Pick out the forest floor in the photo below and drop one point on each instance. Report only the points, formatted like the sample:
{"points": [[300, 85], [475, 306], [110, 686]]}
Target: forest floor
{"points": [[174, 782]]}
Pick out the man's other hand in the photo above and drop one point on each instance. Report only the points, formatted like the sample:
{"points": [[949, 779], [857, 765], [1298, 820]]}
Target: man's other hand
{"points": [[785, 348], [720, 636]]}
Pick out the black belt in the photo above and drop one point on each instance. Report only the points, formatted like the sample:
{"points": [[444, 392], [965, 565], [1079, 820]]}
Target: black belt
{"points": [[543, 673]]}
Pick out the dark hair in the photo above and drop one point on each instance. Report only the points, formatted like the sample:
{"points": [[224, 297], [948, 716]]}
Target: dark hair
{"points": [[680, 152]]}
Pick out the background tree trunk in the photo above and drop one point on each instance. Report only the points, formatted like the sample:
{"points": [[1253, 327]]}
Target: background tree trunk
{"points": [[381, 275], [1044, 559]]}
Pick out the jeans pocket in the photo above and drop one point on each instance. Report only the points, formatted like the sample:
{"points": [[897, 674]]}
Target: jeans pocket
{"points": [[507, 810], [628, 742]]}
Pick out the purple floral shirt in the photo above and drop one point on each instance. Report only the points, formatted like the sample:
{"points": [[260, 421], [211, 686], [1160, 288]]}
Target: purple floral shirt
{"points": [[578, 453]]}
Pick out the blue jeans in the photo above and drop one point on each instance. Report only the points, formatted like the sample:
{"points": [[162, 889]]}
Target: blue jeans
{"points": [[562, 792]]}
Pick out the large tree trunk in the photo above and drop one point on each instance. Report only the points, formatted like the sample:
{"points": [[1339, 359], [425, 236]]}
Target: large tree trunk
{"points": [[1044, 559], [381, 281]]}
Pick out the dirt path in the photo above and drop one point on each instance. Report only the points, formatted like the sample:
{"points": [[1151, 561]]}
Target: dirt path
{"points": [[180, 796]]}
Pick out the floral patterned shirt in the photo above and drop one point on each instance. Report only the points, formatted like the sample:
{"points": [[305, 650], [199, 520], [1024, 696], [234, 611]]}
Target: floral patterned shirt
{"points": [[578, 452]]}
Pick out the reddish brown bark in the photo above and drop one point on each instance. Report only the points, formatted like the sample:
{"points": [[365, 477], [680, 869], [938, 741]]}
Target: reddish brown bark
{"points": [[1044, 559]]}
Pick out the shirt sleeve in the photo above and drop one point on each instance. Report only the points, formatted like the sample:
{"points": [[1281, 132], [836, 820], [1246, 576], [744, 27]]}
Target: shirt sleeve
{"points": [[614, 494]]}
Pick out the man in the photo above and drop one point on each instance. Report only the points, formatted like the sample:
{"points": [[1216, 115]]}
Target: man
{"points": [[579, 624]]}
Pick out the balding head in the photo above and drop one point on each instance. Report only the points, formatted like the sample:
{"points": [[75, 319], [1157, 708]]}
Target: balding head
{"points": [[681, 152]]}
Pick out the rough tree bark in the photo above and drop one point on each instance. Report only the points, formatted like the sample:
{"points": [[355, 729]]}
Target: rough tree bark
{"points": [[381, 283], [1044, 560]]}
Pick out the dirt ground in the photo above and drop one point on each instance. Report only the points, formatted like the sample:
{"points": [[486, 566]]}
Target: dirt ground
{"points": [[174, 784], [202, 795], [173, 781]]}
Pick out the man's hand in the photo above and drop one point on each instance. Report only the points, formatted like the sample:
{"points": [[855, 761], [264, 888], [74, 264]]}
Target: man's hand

• **WORK INSTRUCTIONS**
Reproduce all of the material above, replacing "drop one point" with "place one point" wherever it occurs and leaving everything else unchanged.

• **EXERCISE OUTPUT**
Pick out the forest floor in the photo below and place one point on each instance. Report only the points, formatted like the sample:
{"points": [[300, 85], [475, 306], [110, 686]]}
Target: forest floor
{"points": [[174, 782]]}
Pick out the man's other hand in the photo above and place one point on each instance. Report only the points, formatted like the sample:
{"points": [[949, 779], [857, 765], [1298, 820]]}
Target: man's other hand
{"points": [[785, 348], [720, 636]]}
Pick out the black belt in the photo above and place one point on each instance. Report only the points, formatted like the sample:
{"points": [[444, 392], [965, 565], [1079, 820]]}
Target: black belt
{"points": [[543, 673]]}
Pick out the dark hair in the photo above and place one point on each instance. Report only the points, formatted like the sample:
{"points": [[224, 297], [948, 716]]}
Target: dark hair
{"points": [[680, 152]]}
Pick out the background tree trunk in the photo above and place one point on each instance. Report only the points, formatted like the sample:
{"points": [[1253, 327]]}
Target: background tree trunk
{"points": [[381, 275], [1044, 559]]}
Pick out the jeans pocket in the photo above and place one point on each instance. Report only the points, formatted like the sample:
{"points": [[897, 674]]}
Target: jeans pocket
{"points": [[507, 810], [628, 742]]}
Pick out the purple floral shirt in the photo above and place one point on each instance. Report only the points, formatted like the sample:
{"points": [[260, 421], [211, 686], [1160, 288]]}
Target: purple floral shirt
{"points": [[578, 453]]}
Pick out the blue jeans in the photo above and place one point on each instance. Report only the points, formatted like the sample:
{"points": [[162, 889]]}
Target: blue jeans
{"points": [[562, 792]]}
Pick out the large tree trunk in the photo above and place one point on each instance. Report only the points, formatted like the sample:
{"points": [[1339, 359], [425, 236]]}
Target: large tree trunk
{"points": [[1044, 559], [381, 281]]}
Pick out the dirt path in the photo above and place one point on each instance. Report only the points, formatted like the sample:
{"points": [[1151, 561]]}
Target: dirt path
{"points": [[180, 796]]}
Pick out the floral patterned shirt in the photo above and place one point on each instance. Report only the points, formatted like the sample:
{"points": [[305, 650], [199, 520], [1024, 696], [234, 611]]}
Target: floral patterned shirt
{"points": [[578, 452]]}
Pick out the reddish brown bark in the photo above and place one point on each instance. Report only the points, formatted like the sample:
{"points": [[365, 477], [680, 869], [938, 741]]}
Target: reddish brown bark
{"points": [[1044, 559]]}
Pick out the shirt sleeve in the photo above and place one point on each instance. Report only the points, formatted like the sample:
{"points": [[1281, 132], [836, 820], [1246, 576], [744, 27]]}
Target: shirt sleeve
{"points": [[614, 494]]}
Pick out the man in the photo above and place one point on each instance. Report only the points, formatted like the sample:
{"points": [[1216, 115]]}
Target: man
{"points": [[579, 624]]}
Pick out the balding head in the photo above and place one point on each instance. Report only the points, formatted like the sample:
{"points": [[75, 319], [1157, 708]]}
Target: balding head
{"points": [[681, 152]]}
Pick out the rough tree bark in the photo above and place one point on each instance. Report only the points, formatted like the sample:
{"points": [[355, 729]]}
Target: rough tree bark
{"points": [[381, 283], [1044, 560]]}
Pick out the dirt ground in the photo above and place one point on each instance. Report only the points, formatted like the sample:
{"points": [[486, 566]]}
Target: dirt ground
{"points": [[174, 784], [202, 795], [173, 781]]}
Pick out the man's hand in the photo above and place one point on each instance. Report only the points, formatted like the sample:
{"points": [[855, 761], [264, 888], [74, 264]]}
Target: man's hand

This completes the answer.